## Given task
Collect every line of the material below that has the word "woman" in it, and copy each one out.

## Task input
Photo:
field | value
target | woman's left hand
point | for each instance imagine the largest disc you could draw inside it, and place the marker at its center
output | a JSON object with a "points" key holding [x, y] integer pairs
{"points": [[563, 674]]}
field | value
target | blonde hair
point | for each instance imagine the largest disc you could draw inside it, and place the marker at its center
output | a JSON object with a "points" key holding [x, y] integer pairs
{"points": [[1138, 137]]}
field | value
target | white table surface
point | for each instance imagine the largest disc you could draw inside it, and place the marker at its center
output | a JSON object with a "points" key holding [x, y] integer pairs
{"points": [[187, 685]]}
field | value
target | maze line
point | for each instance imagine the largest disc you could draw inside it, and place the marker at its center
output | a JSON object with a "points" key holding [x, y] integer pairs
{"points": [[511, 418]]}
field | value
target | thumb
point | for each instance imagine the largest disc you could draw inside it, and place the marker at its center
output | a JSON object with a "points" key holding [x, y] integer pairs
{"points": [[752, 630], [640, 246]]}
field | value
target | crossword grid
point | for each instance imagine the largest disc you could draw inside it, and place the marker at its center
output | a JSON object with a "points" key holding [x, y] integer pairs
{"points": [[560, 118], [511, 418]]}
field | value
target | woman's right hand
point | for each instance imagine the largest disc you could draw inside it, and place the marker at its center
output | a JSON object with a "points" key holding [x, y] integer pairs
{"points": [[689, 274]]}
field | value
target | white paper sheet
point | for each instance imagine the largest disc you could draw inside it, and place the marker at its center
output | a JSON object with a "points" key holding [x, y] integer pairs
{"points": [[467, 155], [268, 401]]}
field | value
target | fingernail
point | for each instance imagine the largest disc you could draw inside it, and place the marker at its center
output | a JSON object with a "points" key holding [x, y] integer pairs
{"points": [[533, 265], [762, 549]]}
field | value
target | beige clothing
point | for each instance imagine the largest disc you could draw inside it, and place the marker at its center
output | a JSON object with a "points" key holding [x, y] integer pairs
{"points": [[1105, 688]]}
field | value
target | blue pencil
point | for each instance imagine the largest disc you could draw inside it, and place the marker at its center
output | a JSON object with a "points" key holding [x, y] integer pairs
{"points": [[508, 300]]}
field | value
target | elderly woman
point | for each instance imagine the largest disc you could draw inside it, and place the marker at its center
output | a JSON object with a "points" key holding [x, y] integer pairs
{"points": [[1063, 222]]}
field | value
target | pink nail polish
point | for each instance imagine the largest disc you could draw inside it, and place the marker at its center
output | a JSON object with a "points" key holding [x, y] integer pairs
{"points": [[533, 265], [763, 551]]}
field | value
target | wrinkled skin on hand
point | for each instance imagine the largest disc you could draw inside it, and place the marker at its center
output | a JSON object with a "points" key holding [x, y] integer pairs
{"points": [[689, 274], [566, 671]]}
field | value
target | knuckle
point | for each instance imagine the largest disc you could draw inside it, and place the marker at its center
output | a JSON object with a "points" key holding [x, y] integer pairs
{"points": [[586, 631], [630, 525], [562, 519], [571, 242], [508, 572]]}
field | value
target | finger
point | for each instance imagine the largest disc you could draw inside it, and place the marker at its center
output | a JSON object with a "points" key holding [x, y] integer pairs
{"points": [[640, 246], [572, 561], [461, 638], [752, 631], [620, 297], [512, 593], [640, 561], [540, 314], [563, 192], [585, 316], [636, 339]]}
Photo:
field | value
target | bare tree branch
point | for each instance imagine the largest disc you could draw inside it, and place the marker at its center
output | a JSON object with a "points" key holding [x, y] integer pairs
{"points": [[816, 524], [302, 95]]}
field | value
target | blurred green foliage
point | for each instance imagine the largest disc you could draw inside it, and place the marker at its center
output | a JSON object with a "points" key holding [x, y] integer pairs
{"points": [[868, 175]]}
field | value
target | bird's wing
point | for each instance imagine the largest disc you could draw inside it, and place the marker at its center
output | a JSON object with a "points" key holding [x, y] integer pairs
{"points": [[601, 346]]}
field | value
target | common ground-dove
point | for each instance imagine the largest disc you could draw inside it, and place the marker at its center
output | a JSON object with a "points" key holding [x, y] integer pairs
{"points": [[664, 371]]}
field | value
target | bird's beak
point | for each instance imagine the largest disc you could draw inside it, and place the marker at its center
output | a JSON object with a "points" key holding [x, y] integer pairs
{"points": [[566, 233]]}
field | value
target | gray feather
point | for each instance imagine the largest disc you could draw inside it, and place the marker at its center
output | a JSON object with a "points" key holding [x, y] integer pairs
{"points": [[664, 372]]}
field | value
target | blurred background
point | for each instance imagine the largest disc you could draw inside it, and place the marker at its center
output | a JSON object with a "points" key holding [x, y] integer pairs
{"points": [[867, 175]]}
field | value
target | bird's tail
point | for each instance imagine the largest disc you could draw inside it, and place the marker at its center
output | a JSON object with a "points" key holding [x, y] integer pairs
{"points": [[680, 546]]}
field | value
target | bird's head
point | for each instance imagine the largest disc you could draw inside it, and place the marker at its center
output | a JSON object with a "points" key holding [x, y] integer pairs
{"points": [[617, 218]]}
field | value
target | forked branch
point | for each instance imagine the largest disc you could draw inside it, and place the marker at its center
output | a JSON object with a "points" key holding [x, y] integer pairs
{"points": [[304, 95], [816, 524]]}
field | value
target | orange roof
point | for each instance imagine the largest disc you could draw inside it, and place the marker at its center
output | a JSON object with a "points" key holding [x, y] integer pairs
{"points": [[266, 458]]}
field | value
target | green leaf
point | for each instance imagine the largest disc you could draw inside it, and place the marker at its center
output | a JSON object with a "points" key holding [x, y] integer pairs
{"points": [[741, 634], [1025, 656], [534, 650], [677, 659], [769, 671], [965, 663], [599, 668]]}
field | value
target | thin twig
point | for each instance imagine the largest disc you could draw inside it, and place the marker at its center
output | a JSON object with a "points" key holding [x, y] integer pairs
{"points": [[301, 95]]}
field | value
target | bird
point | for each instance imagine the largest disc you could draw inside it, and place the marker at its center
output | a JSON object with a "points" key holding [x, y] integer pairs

## Task output
target | woman's left hand
target | woman's right hand
target | elderly woman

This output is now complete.